__Enunciado 1__.
En el fragmento sobre la clase obrera inglesa de posguerra, ¿qué edad tenía quien narra cuando era a la vez un esnob y un revolucionario?
__Enunciado 2__.
¿Concuerdan con el fragmento sobre la clase obrera inglesa de posguerra las siguientes afirmaciones? Responde sí o no a cada una y cita literalmente las palabras del fragmento que lo deciden.
(a) Quien narra había leído la obra de Shaw, Wells y Galsworthy.
(b) Durante la guerra hubo salarios bajos y poco empleo.
(c) Quien narra tenía una idea clara de lo que significaba el socialismo.
__Enunciado 3__.
¿Puedes retomar el fragmento sobre la clase obrera inglesa de posguerra a partir de su último verso y continuarlo?

Por eso, a la edad de diecisiete o dieciocho años, yo era a la vez un esnob y un revolucionario. Estaba en contra de toda autoridad. Había leído y releído toda la obra publicada de Shaw, Wells, y Galsworthy (en ese tiempo todavía mirados como escritores ‘peligrosamente’ avanzados), y me describía vagamente como socialista. Pero no tenía mucha idea de lo que significaba el socialismo y ninguna noción de que la clase obrera eran seres humanos. A la distancia, y por medio de los libros –La gente del abismo, de Jack London, por ejemplo– pude dolerme de sus sufrimientos, pero todavía los odiaba y los despreciaba dondequiera que los tuviera cerca. Todavía me repugnaban sus acentos y me enfurecía su habitual rudeza. Hay que recordar que por entonces, inmediatamente después de la guerra, la clase obrera inglesa estaba en modo combate. Ese fue el período de las grandes huelgas del carbón, cuando un minero era concebido como la encarnación del demonio y las ancianas miraban cada noche debajo de sus camas por miedo a que Robert Smillie se hubiese escondido allí. Durante toda la guerra y hasta un poco después hubo salarios altos y empleo abundante; ahora las cosas estaban volviendo a ser peor que lo normal y naturalmente la clase obrera se resistió. Los hombres que lucharon habían sido tentados a enlistarse bajo promesas deslumbrantes, y ahora volvían a casa en un mundo donde no había puestos de trabajo y donde ni siquiera había casas. Es más, habían estado en la guerra y regresaban a casa con la actitud de un soldado hacia la vida, que es fundamentalmente, a pesar de la disciplina, una actitud ingobernable. Había en el aire una sensación de turbulencia. De ese tiempo es la canción del memorable estribillo:
Es lo único seguro,
que los ricos son más ricos
y los pobres tienen chicos;
mientras tanto,
acaso en ese tiempo
¿no fue todo diversión?

__Sección del listado__.

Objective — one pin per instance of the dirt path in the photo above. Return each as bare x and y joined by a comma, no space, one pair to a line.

__Respuesta 1__.
Diecisiete o dieciocho años.

__Respuesta 2__.
(a) Sí: «Había leído y releído toda la obra publicada de Shaw, Wells, y Galsworthy».
(b) No: «Durante toda la guerra y hasta un poco después hubo salarios altos y empleo abundante».
(c) No: «Pero no tenía mucha idea de lo que significaba el socialismo».

__Respuesta 3__.
La gente todavía no se había habituado a toda una vida de desempleo mitigada por interminables tazas de té. Todavía esperaban vagamente la Utopía por la que había peleado, e incluso más que antes eran abiertamente hostiles hacia la clase que no se comía las ‘eses’. Así que a los paragolpes de la burguesía, como era yo, la ‘gente común’ nos seguía pareciendo bruta y repulsiva. Volviendo la vista hacia ese período, me parece haber pasado la mitad del tiempo denunciando al sistema capitalista y la otra mitad rabiando contra la insolencia de los conductores de ómnibus.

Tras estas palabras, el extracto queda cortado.